Action item: In the records that follow, find the line with "Each returned point MUST lie on the matching snake belly"; from there, retype every line exactly through the line with "Each returned point MUST lie on the matching dry", which also belongs to the answer.

++++ Stored data

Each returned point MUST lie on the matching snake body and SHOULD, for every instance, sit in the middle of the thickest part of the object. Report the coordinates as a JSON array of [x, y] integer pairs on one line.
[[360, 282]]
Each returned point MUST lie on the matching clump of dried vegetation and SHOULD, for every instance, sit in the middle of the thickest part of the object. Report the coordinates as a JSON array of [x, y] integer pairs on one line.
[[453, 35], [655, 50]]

++++++++
++++ Stored data

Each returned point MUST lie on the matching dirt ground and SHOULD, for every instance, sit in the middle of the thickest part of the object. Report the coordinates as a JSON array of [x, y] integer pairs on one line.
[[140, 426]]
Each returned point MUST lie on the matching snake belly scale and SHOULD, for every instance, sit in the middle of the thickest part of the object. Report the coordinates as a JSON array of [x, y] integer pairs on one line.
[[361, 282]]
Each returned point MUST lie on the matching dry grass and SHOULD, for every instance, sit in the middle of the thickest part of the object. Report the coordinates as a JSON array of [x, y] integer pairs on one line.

++++++++
++++ Stored data

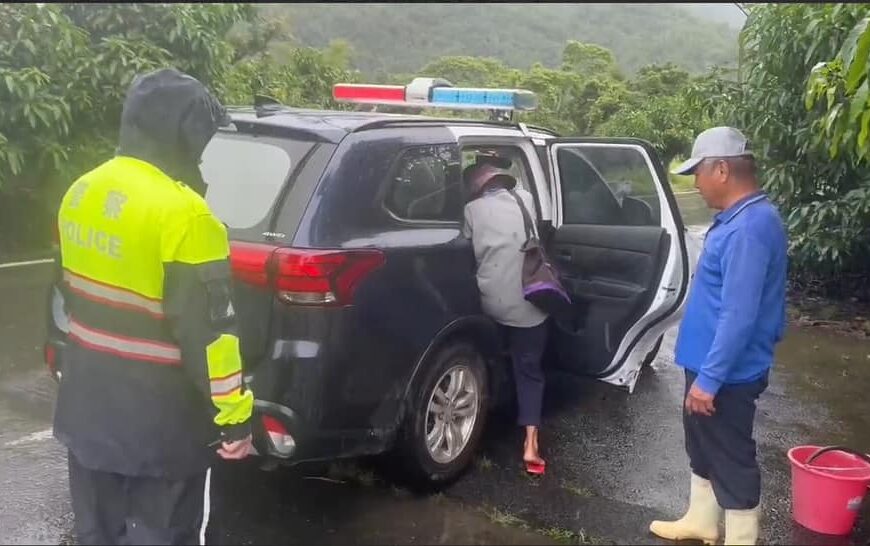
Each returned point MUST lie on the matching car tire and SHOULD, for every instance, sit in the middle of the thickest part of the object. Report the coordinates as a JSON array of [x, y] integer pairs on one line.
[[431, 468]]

++++++++

Task answer:
Each returned point MUST lie on the matching snake belly scale and SHOULD, for every instance, sit in the middle of the thickest part of the object. Report the coordinates as a JSON array of [x, y] integer pairs on one line.
[[361, 282]]
Each returned point MUST lie on the matching dry grass and SHOULD, for every instance, sit in the middle of the thickest part of the object. Report the coordinates as a JSON array of [x, y] integer pairs on one line.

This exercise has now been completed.